ER-2 & DC-8 Aircraft Mission To Investigate Antarctic Ozone In Late Winter 1987

Introduction

Observations

In any instance where spatial or temporal change of a stratospheric chemical species is observed, the first question to be asked is whether it can be attributed to chemical or meteorological processes, or both. Correlations of the Antarctic total ozone amount during the relevant time of year with stratospheric temperature have been reported by five sets of authors in the special issue of Geophysical Research Letters (November Supplement,1986). Temperature correlation with ozone does not resolve this issue, since it could be cause or effect. As yet unpublished work from a collaborative study between the UK Meteorological Office, the ECMWF, and the NOAA Aeronomy Lab reveals clear correlations of the area bounded by TOMS total ozone contours in October and the area bounded by the Antarctic sea ice limit in late winter, from 1979-86. In addition, the Halley Bay total ozone amount during October is highly anticorrelated with Southern Hemisphere sea surface temperatures, averaged for July-August- September, over the period 1957-1985, with r = -0.74 (significant at better than 1% level). The angular momentum from 1000 to 100 mb, in the latitude belt 51.5 degrees S to 65.9 degrees S has shown a marked increase during the period 1976-1985, a result consistent with an equatorward shift in the contours of zonal mean wind in September, as analyzed by NASA Ames meteorologists from radiosonde data.

* Task prompt:
For each statement, answer yes or no according to the Antarctic ozone text, and quote the words of the text that decide it. 1. The Halley Bay October ozone figures were compared with sea surface temperatures over 1957-1985. 2. A correlation between temperature and ozone settles whether the change is chemical or meteorological. 3. Angular momentum in the 51.5 degrees S to 65.9 degrees S belt fell during 1976-1985.

* Data segment:
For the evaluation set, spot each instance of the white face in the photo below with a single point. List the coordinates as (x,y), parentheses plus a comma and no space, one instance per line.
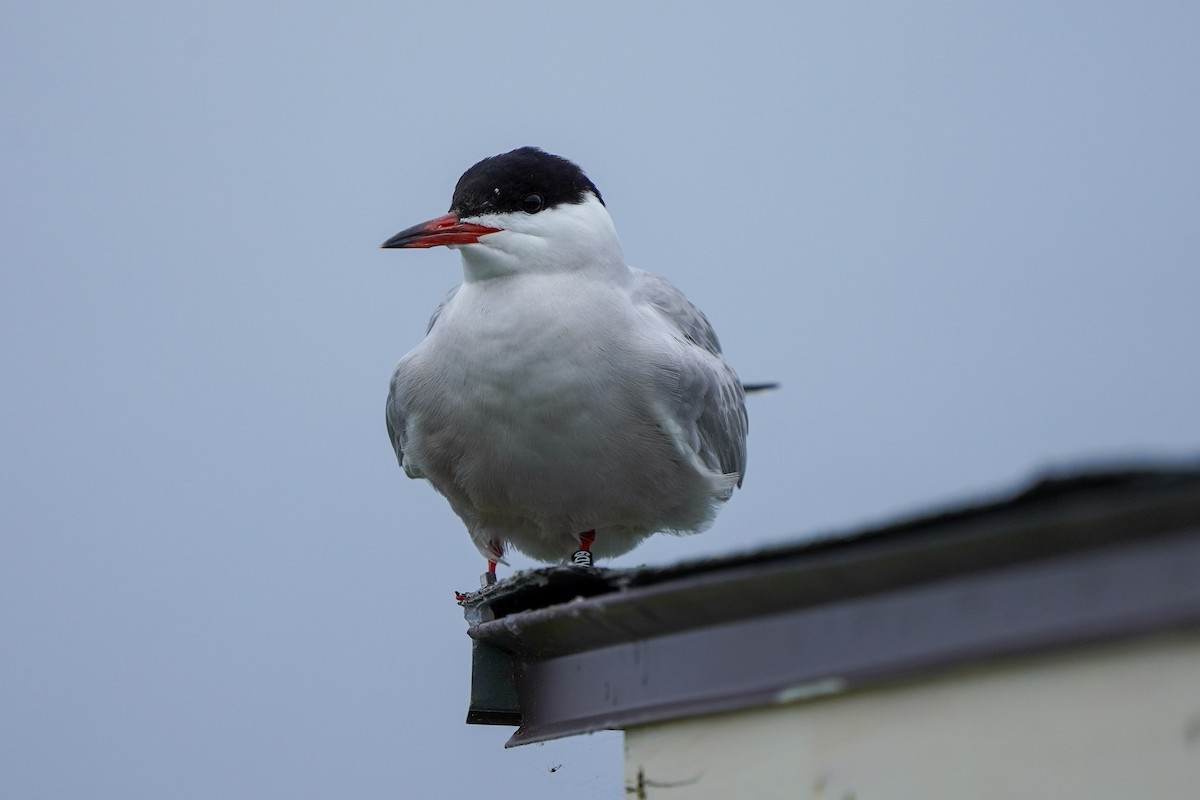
(568,238)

* Solution:
1. Yes: "over the period 1957-1985"
2. No: "Temperature correlation with ozone does not resolve this issue, since it could be cause or effect."
3. No: "has shown a marked increase during the period 1976-1985"